Djokovic no tiene rival en Melbourne

Paulo Alonso Lois
PAULO ALONSO LOIS REDACCIÓN / LA VOZ

DEPORTES

ISSEI KATO | REUTERS

El serbio desquicia a Murray e iguala el récord de los seis títulos de Emerson en Australia

01 feb 2016 . Actualizado a las 05:00 h.

Melbourne hila razón y pasión en Novak Djokovic. Cuando empezó este Open de Australia, el veredicto era unánime sobre su supremacía. Si nada extraño sucedía, se iría hoy con el trofeo Norman Brookes bajo el brazo. Porque lleva 15 meses sometiendo a todos los rivales y porque la pista dura potencia sus cualidades como ninguna otra. Además, la vida del serbio empezó a cambiar y cobró otro sentido justo en la Rod Laver Arena, cuando en el 2008 celebró su primer grande con solo 20 años. El resultado de ese idilio con la ciudad, donde lleva un pleno de seis triunfos en otras tantas finales, y su fortaleza como competidor lo pagó Andy Murray al perder por 6-1, 7-5 y 7-6 (3). El escocés, también nacido en 1987, representa el reverso de esta historia, gafado en una pista donde tuvo el honor de ser subcampeón ya en cinco ocasiones. Hasta ahí el presente. Y si se amplía el foco del éxito del tenista de Belgrado, se le ve en la cumbre del torneo nacido en 1905. Ya iguala los seis títulos de Roy Emerson, que hasta ayer tenía en solitario el récord de trofeos en el Open de Australia.

--------------------

» SOBRE EL EJERCICIO:
Transcriba sin cambios el pasaje de la crónica sobre Djokovic en el Open de Australia que va de "Djokovic no tiene" a "las 05:00 h.".

--------------------

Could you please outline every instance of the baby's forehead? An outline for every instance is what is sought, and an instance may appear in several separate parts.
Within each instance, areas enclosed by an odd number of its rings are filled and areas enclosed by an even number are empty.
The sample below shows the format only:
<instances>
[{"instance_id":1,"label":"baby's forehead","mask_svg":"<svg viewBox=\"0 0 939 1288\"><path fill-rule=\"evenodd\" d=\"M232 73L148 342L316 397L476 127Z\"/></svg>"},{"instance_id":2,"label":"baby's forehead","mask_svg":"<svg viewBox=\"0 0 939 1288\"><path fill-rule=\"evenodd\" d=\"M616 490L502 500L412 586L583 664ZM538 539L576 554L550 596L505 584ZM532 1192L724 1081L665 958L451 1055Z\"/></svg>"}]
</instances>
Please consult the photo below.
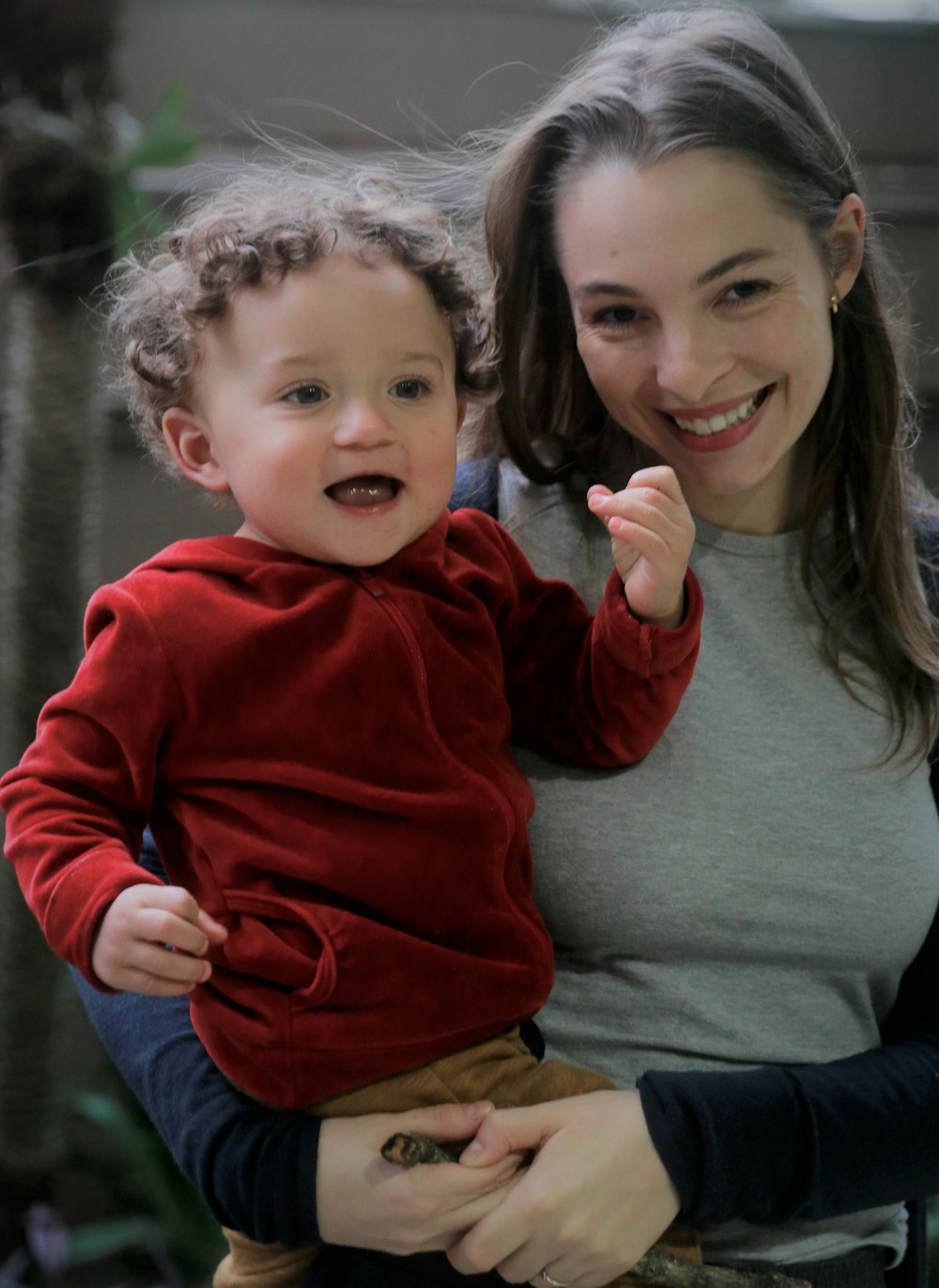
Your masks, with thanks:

--------------------

» RESULTADO:
Djokovic no tiene rival en Melbourne

Paulo Alonso Lois
PAULO ALONSO LOIS REDACCIÓN / LA VOZ

DEPORTES

ISSEI KATO | REUTERS

El serbio desquicia a Murray e iguala el récord de los seis títulos de Emerson en Australia

01 feb 2016 . Actualizado a las 05:00 h.